▶ **Exercise description**: Copy the records below word for word, omitting the pictures.

▶ **Input material**:
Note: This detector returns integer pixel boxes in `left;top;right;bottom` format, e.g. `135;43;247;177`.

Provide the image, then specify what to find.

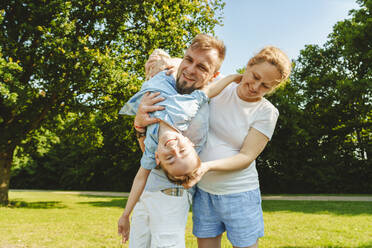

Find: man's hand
182;163;209;189
134;92;164;131
118;215;130;244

▶ **Task answer**:
Note: This detector returns integer pixel boxes in `left;top;right;bottom` format, e.g. `135;43;247;177`.

Provide the image, then specify what to find.


Find: man's hand
182;163;209;189
134;92;164;131
118;215;130;244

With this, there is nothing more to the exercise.